== SHORT TASK 1 ==
Which lines in the rows contain the string "blue"? Show each of them in full, and treat case as significant.

== SUPPLIED TEXT ==
- - - - - - -

Since $a,x<w$, the product $P$ satisfies $0\le P<w^2$, hence $P$ is a two-word number. Using the machine operations,

$$ q=\operatorname{himult}(a,x),\qquad r=\operatorname{lomult}(a,x), $$

we have the exact decomposition

$$ P=qw+r, $$

with $0\le q,r<w$.

The problem is therefore reduced to computing

$$ qw+r \pmod m $$

using only single-word arithmetic.

Because $(m,w)=1$, there exists an integer $m'$ such that

$$ mm' \equiv 1 \pmod w . $$

Precompute $m'$.

- - - - - - -

== TASK MATERIAL ==
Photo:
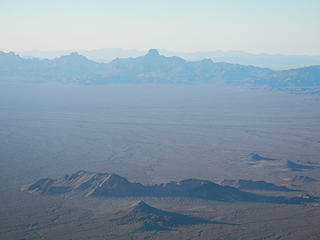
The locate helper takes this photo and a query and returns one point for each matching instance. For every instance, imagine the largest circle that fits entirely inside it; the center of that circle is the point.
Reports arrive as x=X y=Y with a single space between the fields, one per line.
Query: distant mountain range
x=92 y=184
x=150 y=68
x=277 y=61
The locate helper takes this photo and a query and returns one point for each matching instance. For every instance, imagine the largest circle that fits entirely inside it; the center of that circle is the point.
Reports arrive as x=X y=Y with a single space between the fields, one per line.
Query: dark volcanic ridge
x=91 y=184
x=254 y=157
x=298 y=167
x=149 y=218
x=255 y=185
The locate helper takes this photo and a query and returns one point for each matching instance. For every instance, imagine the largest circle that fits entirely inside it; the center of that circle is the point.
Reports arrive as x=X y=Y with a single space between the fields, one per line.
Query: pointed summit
x=150 y=218
x=153 y=53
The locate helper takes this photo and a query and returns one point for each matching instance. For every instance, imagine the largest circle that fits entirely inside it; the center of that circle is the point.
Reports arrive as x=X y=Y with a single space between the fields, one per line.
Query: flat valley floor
x=153 y=134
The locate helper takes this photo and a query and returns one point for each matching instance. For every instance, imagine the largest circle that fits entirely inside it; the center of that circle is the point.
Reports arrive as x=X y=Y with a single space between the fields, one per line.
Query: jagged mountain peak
x=153 y=53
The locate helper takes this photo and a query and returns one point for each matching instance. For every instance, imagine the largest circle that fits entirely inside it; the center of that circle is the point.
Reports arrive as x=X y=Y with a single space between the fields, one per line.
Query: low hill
x=153 y=219
x=255 y=185
x=92 y=184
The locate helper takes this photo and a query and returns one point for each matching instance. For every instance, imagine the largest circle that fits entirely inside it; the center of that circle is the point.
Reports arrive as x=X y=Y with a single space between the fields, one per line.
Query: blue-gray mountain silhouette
x=151 y=68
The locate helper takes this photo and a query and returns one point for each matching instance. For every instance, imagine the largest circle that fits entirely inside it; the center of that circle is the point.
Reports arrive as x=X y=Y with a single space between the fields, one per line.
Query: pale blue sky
x=282 y=26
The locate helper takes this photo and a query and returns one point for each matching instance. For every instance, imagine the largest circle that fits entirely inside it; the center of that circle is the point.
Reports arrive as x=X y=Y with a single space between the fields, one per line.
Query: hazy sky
x=271 y=26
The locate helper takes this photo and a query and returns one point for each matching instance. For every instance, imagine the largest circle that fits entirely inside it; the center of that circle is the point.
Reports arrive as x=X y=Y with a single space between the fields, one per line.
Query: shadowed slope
x=154 y=219
x=112 y=185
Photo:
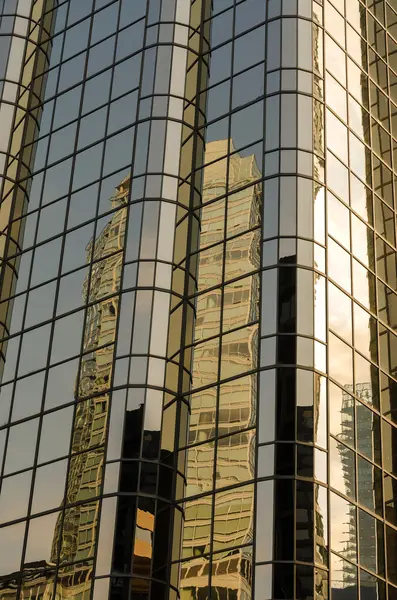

- - - - - - -

== SHORT TASK 2 ==
Can you reproduce everything from "The problem is" down to "Precompute $m'$." in the modular multiplication passage, swapping "integer" for "whole number"?

== RESULT 1 ==
Query: blue-gray mountain silhouette
Query: pale blue sky

== RESULT 2 ==
The problem is therefore reduced to computing

$$ qw+r \pmod m $$

using only single-word arithmetic.

Because $(m,w)=1$, there exists an whole number $m'$ such that

$$ mm' \equiv 1 \pmod w . $$

Precompute $m'$.